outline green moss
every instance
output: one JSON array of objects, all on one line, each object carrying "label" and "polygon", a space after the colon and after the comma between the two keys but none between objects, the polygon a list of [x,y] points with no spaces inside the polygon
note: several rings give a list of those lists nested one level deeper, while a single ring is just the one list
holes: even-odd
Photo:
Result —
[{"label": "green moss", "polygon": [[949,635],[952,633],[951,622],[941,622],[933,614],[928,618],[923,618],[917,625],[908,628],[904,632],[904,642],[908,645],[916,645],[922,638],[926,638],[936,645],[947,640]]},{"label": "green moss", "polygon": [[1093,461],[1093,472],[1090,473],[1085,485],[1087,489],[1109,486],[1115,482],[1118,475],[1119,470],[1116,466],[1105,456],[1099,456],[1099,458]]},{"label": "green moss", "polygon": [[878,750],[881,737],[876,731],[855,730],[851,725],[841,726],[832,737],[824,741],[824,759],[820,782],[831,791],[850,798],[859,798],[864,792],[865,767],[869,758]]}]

- - - -

## Instructions for the task
Recast all of the material above as a two-column CSV with the headers "prompt" and "reply", one row per request. Put each request's text and its answer in a single quoted field, with line breaks replaced by spaces.

## Correct result
prompt,reply
"outline green moss every instance output: one JSON array of objects, all on one line, each object carrying ""label"" and ""polygon"", a space after the colon and after the comma between the two keys but none between objects, the polygon a list of [x,y] points with no spaces inside the polygon note: several rings give a list of those lists nested one level deeper, while a single ring is just the one list holes: even-odd Photo: Result —","[{""label"": ""green moss"", ""polygon"": [[949,635],[952,633],[951,622],[941,622],[933,614],[928,618],[923,618],[917,625],[908,628],[904,632],[904,642],[908,645],[916,645],[922,638],[926,638],[936,645],[947,640]]},{""label"": ""green moss"", ""polygon"": [[1093,461],[1093,472],[1090,473],[1085,485],[1087,489],[1109,486],[1115,482],[1118,475],[1119,470],[1116,466],[1105,456],[1099,456],[1099,458]]},{""label"": ""green moss"", ""polygon"": [[878,750],[881,737],[876,731],[855,730],[851,725],[841,726],[832,737],[824,741],[824,759],[820,782],[831,791],[850,798],[859,798],[864,792],[865,767],[869,758]]}]"